'''

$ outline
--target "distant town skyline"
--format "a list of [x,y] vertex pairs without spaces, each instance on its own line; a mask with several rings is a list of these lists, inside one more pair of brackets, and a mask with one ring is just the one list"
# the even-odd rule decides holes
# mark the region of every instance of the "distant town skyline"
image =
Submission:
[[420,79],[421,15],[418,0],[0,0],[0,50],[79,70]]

'''

# Task description
Write out every line of the records above without changing a single character.

# Output
$ outline
--target "distant town skyline"
--format "a list of [x,y] vertex pairs without spaces, each instance on its own line; a mask with several rings is a list of these lists, inside one more pair of brackets, and a mask with one ring is just the one list"
# the even-odd rule decides holes
# mark the region of every instance of the "distant town skyline"
image =
Submission:
[[420,79],[421,15],[418,0],[0,0],[0,50],[79,70]]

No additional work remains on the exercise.